--- BEGIN Exercise inputs ---

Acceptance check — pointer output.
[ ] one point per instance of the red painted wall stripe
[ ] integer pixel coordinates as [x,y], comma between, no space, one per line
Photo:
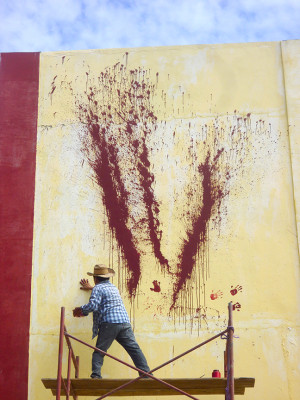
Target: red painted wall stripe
[19,79]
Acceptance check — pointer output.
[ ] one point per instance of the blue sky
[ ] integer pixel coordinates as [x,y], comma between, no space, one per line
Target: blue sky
[52,25]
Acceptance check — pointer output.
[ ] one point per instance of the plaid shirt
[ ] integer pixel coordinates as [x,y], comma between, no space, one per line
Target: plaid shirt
[106,305]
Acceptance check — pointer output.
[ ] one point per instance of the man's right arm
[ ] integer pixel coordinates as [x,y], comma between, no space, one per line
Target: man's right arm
[93,303]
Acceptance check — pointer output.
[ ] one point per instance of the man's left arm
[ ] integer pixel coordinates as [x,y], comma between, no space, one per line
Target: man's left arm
[92,305]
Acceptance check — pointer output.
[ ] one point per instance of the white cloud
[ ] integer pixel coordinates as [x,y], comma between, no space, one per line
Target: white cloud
[49,25]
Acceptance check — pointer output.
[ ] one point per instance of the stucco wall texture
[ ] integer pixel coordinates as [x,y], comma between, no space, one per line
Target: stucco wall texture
[178,167]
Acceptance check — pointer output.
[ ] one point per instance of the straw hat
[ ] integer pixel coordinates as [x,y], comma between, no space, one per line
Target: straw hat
[102,271]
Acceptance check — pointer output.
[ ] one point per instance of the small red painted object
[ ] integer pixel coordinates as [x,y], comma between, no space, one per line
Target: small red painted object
[216,373]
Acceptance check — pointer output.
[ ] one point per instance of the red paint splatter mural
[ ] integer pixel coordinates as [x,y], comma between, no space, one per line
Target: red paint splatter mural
[121,113]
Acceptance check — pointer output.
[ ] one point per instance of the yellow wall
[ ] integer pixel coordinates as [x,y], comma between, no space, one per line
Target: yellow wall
[242,99]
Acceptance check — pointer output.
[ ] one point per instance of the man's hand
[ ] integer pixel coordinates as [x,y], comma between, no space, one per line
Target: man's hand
[85,284]
[77,312]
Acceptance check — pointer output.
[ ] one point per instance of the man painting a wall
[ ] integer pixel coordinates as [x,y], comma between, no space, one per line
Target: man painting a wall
[110,320]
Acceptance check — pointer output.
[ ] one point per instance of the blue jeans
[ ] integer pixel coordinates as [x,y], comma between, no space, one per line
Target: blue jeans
[123,334]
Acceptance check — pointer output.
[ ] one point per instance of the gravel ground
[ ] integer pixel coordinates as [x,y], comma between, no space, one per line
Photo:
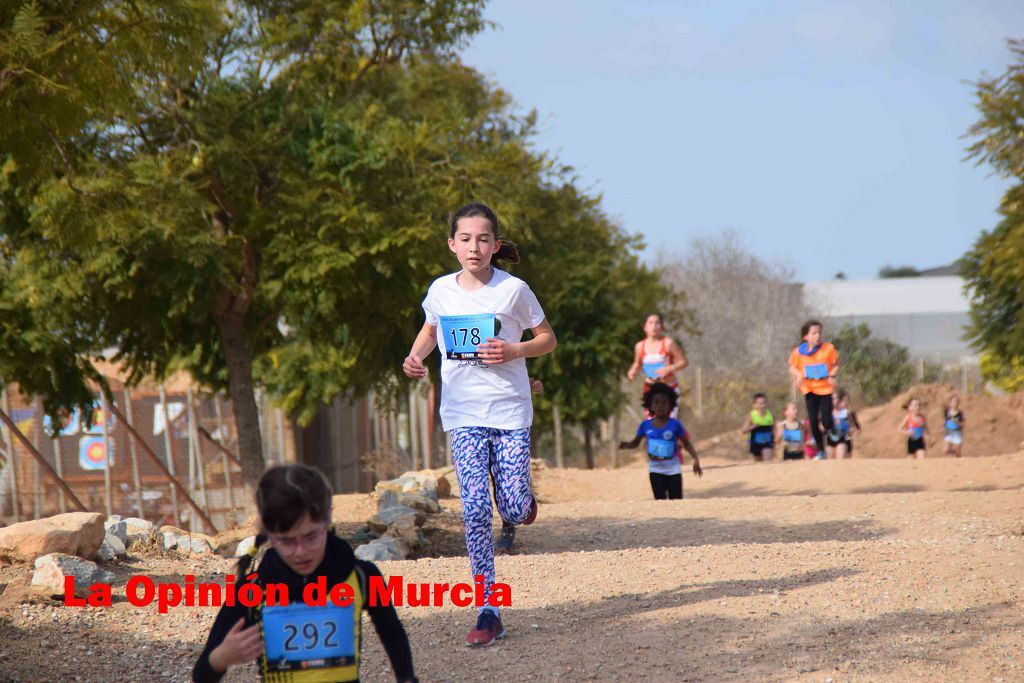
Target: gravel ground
[859,570]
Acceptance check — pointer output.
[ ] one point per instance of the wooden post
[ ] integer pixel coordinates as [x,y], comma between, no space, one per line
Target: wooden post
[172,480]
[15,503]
[37,428]
[699,392]
[58,465]
[169,452]
[556,419]
[109,454]
[223,455]
[16,433]
[614,440]
[133,452]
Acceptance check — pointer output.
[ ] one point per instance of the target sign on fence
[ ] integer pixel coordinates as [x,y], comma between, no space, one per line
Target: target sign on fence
[92,453]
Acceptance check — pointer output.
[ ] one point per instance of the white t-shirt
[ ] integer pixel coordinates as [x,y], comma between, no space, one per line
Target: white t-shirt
[474,394]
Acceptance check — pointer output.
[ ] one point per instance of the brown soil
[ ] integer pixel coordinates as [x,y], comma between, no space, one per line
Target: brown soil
[994,426]
[862,569]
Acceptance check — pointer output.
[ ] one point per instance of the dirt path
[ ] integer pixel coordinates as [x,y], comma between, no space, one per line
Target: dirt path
[858,570]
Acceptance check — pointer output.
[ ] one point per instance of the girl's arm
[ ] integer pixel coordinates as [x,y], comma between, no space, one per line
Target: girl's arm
[685,442]
[229,643]
[748,425]
[424,344]
[637,360]
[390,631]
[497,350]
[677,352]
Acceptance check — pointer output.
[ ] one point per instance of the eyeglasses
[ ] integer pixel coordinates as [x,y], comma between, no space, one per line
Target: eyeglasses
[310,541]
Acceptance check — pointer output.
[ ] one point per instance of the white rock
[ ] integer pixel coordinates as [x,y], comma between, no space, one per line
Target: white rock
[50,571]
[112,548]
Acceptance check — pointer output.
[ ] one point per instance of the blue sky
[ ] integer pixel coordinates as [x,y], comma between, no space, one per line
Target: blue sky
[826,134]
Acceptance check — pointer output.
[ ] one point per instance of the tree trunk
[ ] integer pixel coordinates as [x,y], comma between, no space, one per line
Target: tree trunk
[588,443]
[240,383]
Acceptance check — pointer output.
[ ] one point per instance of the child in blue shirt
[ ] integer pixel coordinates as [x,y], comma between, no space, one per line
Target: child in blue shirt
[664,435]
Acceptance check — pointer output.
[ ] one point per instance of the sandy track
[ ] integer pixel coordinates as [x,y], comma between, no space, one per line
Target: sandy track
[849,570]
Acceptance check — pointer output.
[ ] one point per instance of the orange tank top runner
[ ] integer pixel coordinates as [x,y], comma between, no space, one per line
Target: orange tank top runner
[815,366]
[651,363]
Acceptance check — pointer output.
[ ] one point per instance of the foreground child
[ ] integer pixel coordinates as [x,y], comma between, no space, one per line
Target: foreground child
[665,435]
[299,642]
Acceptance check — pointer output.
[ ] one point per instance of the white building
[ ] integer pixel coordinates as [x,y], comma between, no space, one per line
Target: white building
[928,314]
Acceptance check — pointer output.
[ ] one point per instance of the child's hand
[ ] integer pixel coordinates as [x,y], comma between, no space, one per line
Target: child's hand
[240,646]
[497,350]
[414,368]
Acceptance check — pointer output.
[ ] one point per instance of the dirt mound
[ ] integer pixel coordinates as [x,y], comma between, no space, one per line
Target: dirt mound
[994,425]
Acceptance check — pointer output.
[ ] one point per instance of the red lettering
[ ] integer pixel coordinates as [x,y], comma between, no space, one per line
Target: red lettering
[342,595]
[382,592]
[276,594]
[99,595]
[131,591]
[250,595]
[421,600]
[314,594]
[459,597]
[168,595]
[70,599]
[501,595]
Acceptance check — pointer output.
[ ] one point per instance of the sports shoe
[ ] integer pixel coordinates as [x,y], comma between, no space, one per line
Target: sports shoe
[532,511]
[488,629]
[505,542]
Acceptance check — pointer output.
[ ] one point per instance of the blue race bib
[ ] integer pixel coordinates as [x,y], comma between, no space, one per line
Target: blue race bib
[464,333]
[650,369]
[659,449]
[816,372]
[299,634]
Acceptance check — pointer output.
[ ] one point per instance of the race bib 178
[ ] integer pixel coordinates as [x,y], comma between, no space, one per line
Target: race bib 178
[463,334]
[302,636]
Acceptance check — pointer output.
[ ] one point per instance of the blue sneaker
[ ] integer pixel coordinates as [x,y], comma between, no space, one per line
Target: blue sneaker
[488,629]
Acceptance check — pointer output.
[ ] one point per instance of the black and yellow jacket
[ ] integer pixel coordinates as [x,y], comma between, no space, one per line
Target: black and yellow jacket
[339,565]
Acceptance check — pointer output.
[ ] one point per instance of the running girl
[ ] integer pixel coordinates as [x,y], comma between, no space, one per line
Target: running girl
[481,313]
[665,434]
[790,433]
[845,424]
[915,428]
[657,356]
[814,366]
[761,426]
[952,419]
[294,506]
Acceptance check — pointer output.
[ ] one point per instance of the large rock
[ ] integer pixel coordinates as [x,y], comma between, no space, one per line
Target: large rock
[385,548]
[186,542]
[380,522]
[245,546]
[73,534]
[130,529]
[51,569]
[111,549]
[391,499]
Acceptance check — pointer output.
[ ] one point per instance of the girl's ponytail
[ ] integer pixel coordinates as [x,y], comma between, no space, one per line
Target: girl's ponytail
[508,251]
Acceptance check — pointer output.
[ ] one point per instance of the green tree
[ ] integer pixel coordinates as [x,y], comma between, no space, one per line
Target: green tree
[993,268]
[220,213]
[876,369]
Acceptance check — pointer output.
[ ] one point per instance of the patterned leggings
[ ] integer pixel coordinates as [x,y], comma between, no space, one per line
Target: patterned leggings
[504,455]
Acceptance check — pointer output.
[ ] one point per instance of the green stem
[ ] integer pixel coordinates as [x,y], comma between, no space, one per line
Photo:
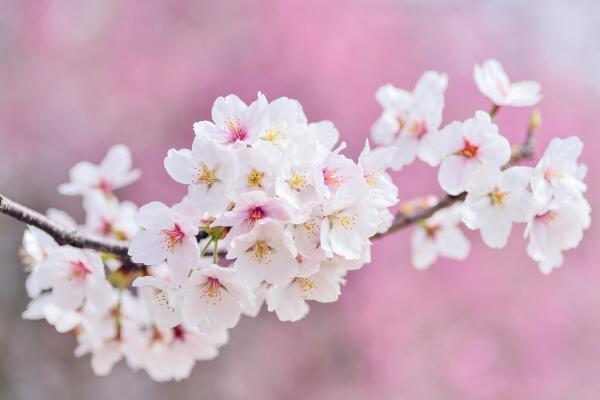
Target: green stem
[208,242]
[494,110]
[215,251]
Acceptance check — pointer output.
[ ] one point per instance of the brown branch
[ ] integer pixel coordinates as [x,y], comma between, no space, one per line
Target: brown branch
[523,151]
[64,236]
[72,237]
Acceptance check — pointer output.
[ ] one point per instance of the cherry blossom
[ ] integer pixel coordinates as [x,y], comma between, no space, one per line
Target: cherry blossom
[164,299]
[439,236]
[234,122]
[214,299]
[273,212]
[558,174]
[75,275]
[497,199]
[470,147]
[208,169]
[169,233]
[410,121]
[348,224]
[109,217]
[493,82]
[267,253]
[556,227]
[113,172]
[250,209]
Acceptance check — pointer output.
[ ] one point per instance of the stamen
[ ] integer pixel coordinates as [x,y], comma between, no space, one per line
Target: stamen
[173,237]
[262,252]
[78,271]
[331,177]
[497,197]
[547,217]
[212,291]
[273,134]
[255,179]
[469,150]
[298,181]
[305,285]
[236,130]
[254,215]
[418,128]
[431,230]
[346,222]
[206,176]
[372,179]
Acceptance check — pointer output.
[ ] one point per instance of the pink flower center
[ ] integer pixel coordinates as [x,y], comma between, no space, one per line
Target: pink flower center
[172,237]
[419,129]
[331,177]
[469,150]
[179,333]
[431,230]
[106,227]
[254,215]
[212,291]
[79,271]
[236,130]
[105,186]
[547,217]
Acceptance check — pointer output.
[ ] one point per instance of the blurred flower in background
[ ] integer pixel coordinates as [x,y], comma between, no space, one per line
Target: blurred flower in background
[79,76]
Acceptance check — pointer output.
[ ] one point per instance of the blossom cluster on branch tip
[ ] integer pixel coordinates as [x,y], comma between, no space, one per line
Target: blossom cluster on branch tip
[274,214]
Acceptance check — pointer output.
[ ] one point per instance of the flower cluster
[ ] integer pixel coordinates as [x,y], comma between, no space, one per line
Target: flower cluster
[86,292]
[274,214]
[473,159]
[274,194]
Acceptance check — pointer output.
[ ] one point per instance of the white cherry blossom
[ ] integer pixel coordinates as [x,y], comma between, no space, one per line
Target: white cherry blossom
[439,235]
[214,299]
[234,122]
[374,163]
[267,253]
[288,300]
[497,199]
[75,275]
[110,218]
[348,224]
[410,121]
[493,83]
[558,174]
[555,228]
[113,172]
[164,299]
[250,209]
[209,169]
[470,147]
[169,233]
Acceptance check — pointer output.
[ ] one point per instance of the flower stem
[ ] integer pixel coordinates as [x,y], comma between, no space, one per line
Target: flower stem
[216,250]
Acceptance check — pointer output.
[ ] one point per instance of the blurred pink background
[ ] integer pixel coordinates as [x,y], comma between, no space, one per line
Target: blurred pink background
[78,76]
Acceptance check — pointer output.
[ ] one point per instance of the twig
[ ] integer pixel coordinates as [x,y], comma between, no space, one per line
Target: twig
[64,236]
[523,151]
[72,237]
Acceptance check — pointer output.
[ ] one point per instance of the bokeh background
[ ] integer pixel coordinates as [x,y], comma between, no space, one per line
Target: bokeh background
[78,76]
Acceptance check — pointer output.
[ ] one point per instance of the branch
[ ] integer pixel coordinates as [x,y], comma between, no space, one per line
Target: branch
[63,236]
[523,151]
[72,237]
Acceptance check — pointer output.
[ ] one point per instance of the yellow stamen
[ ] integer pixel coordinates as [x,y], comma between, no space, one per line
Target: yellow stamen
[346,222]
[255,178]
[306,286]
[298,181]
[206,176]
[262,252]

--- END Exercise inputs ---

▸ Problem to solve: Find every line in the data above that contains the word "eyeglasses" and copy each one out in full.

▸ Answer to this task:
[ ] one point per instance of the eyeglasses
Target: eyeglasses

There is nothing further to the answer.